- **RECORDS FOR THE EXERCISE**
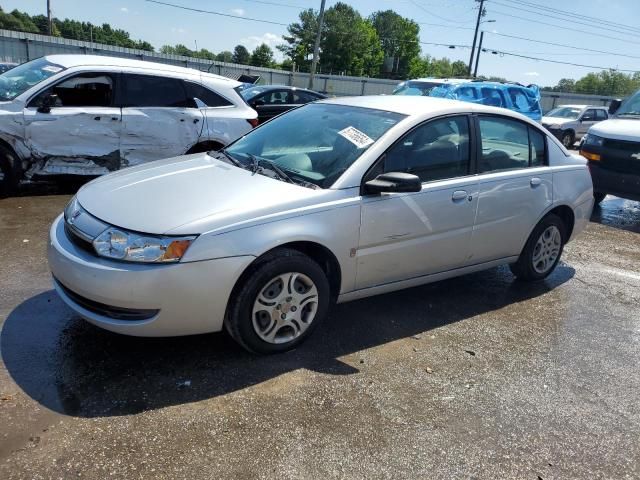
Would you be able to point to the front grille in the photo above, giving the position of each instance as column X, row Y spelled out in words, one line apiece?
column 77, row 240
column 617, row 155
column 109, row 311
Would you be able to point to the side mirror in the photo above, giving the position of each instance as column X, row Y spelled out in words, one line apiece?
column 614, row 106
column 393, row 182
column 48, row 102
column 199, row 103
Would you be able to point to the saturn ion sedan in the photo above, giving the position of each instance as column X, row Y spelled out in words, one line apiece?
column 333, row 201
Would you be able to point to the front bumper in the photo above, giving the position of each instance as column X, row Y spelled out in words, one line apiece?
column 625, row 185
column 142, row 300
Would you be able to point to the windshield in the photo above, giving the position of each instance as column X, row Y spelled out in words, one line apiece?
column 251, row 92
column 415, row 88
column 564, row 112
column 631, row 106
column 315, row 143
column 19, row 79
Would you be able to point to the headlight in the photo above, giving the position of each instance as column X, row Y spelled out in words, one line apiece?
column 120, row 244
column 591, row 139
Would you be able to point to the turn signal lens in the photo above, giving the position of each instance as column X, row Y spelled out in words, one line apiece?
column 594, row 157
column 176, row 250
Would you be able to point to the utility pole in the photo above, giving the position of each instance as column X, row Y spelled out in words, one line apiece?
column 50, row 22
column 475, row 69
column 481, row 13
column 316, row 47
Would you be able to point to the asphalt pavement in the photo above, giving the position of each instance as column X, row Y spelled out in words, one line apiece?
column 478, row 377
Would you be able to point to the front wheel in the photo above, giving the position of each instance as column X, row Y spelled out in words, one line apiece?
column 542, row 251
column 279, row 303
column 598, row 197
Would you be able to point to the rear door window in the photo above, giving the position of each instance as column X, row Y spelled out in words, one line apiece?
column 209, row 97
column 85, row 90
column 601, row 115
column 509, row 144
column 153, row 91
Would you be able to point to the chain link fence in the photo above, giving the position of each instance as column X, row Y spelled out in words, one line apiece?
column 19, row 47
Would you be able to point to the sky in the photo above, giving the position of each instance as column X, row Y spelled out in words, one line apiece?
column 448, row 22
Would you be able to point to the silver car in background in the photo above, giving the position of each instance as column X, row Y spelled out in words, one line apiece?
column 569, row 123
column 334, row 201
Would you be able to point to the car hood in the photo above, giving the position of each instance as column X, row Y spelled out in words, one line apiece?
column 188, row 195
column 618, row 129
column 556, row 120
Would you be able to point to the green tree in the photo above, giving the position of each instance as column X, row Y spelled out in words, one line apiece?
column 241, row 55
column 301, row 39
column 349, row 43
column 262, row 56
column 399, row 38
column 225, row 56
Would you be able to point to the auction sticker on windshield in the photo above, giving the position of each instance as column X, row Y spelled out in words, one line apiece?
column 355, row 136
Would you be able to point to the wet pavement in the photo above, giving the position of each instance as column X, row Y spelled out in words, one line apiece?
column 475, row 377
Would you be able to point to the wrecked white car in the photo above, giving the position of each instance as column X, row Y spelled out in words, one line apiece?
column 90, row 115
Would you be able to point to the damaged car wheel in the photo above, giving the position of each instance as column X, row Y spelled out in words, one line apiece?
column 9, row 172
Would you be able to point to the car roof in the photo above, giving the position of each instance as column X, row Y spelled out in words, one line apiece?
column 582, row 106
column 69, row 61
column 281, row 87
column 419, row 106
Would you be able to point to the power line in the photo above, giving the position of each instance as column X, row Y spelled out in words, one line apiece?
column 564, row 27
column 513, row 54
column 564, row 45
column 596, row 20
column 564, row 19
column 210, row 12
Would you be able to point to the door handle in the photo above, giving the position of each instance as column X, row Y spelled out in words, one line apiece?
column 459, row 195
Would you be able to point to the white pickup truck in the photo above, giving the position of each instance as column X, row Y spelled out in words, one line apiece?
column 613, row 150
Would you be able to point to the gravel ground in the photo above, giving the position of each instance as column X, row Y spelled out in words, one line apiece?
column 475, row 377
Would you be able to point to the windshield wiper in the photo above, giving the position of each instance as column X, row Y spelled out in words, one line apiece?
column 256, row 164
column 226, row 157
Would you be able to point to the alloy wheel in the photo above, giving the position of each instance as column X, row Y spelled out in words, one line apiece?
column 547, row 249
column 285, row 307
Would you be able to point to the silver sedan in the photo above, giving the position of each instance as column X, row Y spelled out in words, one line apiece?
column 334, row 201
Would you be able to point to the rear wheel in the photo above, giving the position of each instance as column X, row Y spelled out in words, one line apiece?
column 598, row 197
column 279, row 303
column 542, row 251
column 9, row 172
column 568, row 139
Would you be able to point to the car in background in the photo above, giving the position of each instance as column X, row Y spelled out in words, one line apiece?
column 272, row 100
column 569, row 123
column 423, row 86
column 91, row 115
column 612, row 148
column 337, row 200
column 6, row 66
column 512, row 96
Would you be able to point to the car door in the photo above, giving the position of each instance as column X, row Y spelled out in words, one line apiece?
column 158, row 119
column 406, row 235
column 78, row 130
column 514, row 183
column 272, row 103
column 585, row 121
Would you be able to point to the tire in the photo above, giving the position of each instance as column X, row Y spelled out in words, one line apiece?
column 598, row 197
column 568, row 139
column 9, row 172
column 542, row 251
column 278, row 303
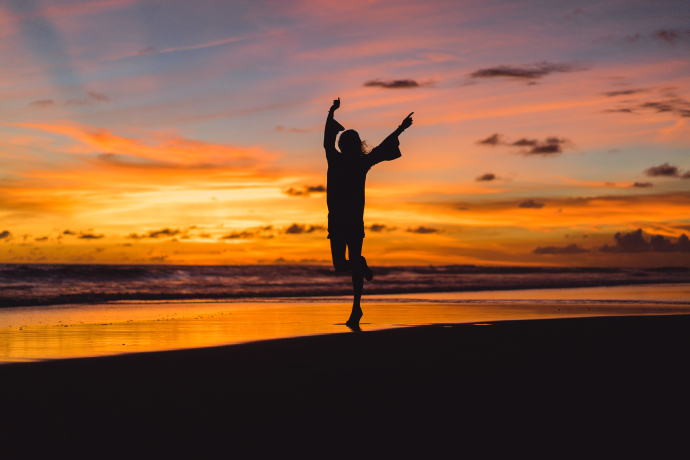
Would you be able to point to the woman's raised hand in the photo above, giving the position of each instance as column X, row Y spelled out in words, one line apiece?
column 407, row 122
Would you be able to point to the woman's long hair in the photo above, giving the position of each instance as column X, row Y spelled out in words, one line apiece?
column 350, row 143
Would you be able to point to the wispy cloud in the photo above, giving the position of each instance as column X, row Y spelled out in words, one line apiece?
column 664, row 170
column 486, row 177
column 527, row 71
column 550, row 146
column 559, row 250
column 392, row 84
column 421, row 230
column 305, row 191
column 531, row 204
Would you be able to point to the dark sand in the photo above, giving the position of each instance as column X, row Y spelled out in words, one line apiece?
column 567, row 388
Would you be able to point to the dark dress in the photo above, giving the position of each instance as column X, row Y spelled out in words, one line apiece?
column 347, row 175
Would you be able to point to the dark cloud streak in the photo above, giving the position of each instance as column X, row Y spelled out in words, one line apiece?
column 392, row 84
column 525, row 72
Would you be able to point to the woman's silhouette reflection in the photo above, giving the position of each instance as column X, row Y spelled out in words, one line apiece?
column 347, row 174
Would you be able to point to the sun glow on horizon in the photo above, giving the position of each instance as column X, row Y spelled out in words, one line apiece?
column 192, row 134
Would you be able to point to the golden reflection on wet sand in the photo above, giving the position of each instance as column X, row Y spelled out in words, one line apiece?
column 36, row 333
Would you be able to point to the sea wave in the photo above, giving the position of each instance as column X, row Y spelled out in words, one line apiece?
column 25, row 285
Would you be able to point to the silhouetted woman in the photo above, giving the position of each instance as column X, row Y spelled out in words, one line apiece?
column 347, row 175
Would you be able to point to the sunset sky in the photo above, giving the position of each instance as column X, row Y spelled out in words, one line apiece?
column 190, row 132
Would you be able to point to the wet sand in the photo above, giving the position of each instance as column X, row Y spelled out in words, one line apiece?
column 69, row 331
column 608, row 387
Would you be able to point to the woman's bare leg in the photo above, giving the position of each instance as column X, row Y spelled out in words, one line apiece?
column 341, row 264
column 354, row 250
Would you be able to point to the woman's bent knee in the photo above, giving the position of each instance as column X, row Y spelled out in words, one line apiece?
column 341, row 265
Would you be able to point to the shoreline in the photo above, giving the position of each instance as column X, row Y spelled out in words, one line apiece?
column 573, row 387
column 97, row 298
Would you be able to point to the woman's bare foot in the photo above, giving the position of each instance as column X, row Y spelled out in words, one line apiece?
column 355, row 316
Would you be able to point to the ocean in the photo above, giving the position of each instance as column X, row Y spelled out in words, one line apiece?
column 32, row 285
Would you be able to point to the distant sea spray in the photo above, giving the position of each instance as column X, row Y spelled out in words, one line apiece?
column 24, row 285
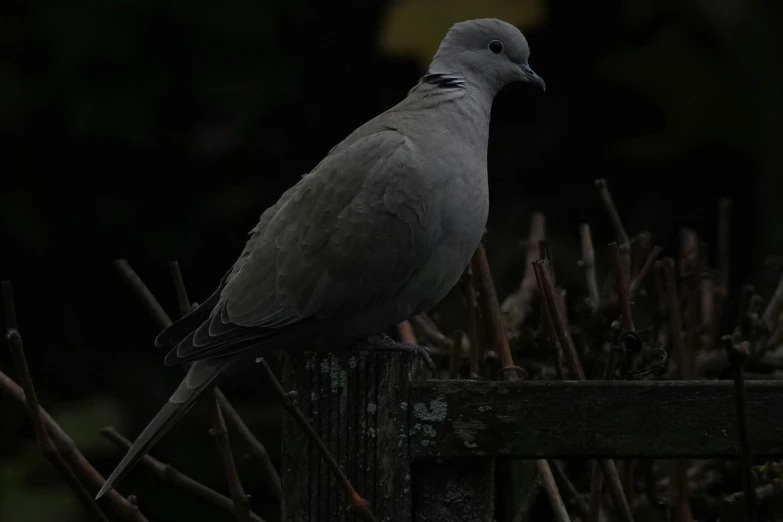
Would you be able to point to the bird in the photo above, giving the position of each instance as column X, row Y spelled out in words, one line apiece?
column 378, row 231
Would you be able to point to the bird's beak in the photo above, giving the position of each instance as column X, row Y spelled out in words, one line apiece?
column 531, row 77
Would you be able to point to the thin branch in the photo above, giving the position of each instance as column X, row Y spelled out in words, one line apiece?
column 623, row 294
column 498, row 334
column 179, row 288
column 775, row 305
column 607, row 466
column 621, row 285
column 254, row 445
column 596, row 485
column 724, row 236
column 14, row 340
column 469, row 304
column 737, row 355
column 169, row 474
column 680, row 507
column 552, row 493
column 359, row 504
column 489, row 305
column 617, row 223
column 689, row 251
column 405, row 331
column 517, row 306
column 638, row 280
column 588, row 264
column 126, row 509
column 220, row 434
column 572, row 497
column 156, row 310
column 523, row 512
column 145, row 296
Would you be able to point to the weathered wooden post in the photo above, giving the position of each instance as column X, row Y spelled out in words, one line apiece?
column 359, row 403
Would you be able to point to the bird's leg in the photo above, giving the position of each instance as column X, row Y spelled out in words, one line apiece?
column 382, row 342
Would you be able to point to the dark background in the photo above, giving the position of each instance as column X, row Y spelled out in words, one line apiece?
column 159, row 130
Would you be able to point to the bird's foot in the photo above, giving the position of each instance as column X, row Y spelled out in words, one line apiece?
column 382, row 342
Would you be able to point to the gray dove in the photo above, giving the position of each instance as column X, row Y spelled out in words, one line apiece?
column 381, row 229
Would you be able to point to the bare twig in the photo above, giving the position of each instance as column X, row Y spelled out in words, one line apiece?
column 359, row 504
column 689, row 251
column 638, row 280
column 617, row 223
column 47, row 447
column 179, row 288
column 523, row 513
column 775, row 305
column 737, row 355
column 724, row 236
column 734, row 505
column 254, row 445
column 607, row 466
column 572, row 495
column 126, row 509
column 588, row 264
column 498, row 334
column 151, row 303
column 596, row 486
column 680, row 506
column 220, row 434
column 623, row 293
column 147, row 299
column 621, row 286
column 173, row 476
column 675, row 315
column 516, row 306
column 552, row 493
column 561, row 327
column 469, row 303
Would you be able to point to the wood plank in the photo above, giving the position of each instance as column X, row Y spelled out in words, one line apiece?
column 459, row 489
column 603, row 419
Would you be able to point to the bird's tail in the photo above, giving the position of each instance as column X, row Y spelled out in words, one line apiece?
column 198, row 379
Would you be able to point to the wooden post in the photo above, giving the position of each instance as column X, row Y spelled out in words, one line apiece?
column 358, row 404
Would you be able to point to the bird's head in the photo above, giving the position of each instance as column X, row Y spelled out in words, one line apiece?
column 486, row 50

- **EXERCISE AIM**
Set out the material from the line containing "Would you be able to point to the turn" up to and including the line containing "column 153, row 91" as a numbered list, leaving out any blank lines.

- **ANSWER TO THE PROBLEM**
1. Would you be able to point to the turn signal lens in the photo above, giving the position of each instance as column X, row Y spelled out in words, one line apiece?
2. column 594, row 157
3. column 176, row 250
4. Would you be able to point to the utility pole in the photo above, giving the position of each instance as column X, row Y spelled out in words, one line apiece?
5. column 50, row 22
6. column 475, row 69
7. column 481, row 13
8. column 316, row 47
9. Would you be able to point to the asphalt pavement in the photo above, giving the position of each instance as column X, row Y spelled out in words, one line apiece?
10. column 478, row 377
11. Would you be able to point to the front wheel in the photo above, giving the position of each instance as column X, row Y spelled out in words, one line apiece?
12. column 542, row 251
13. column 279, row 303
14. column 598, row 197
15. Would you be able to point to the rear door window in the photo above, giving the position of each instance as column X, row Y spelled out in words, one line apiece?
16. column 209, row 97
17. column 85, row 90
18. column 601, row 115
19. column 509, row 144
20. column 153, row 91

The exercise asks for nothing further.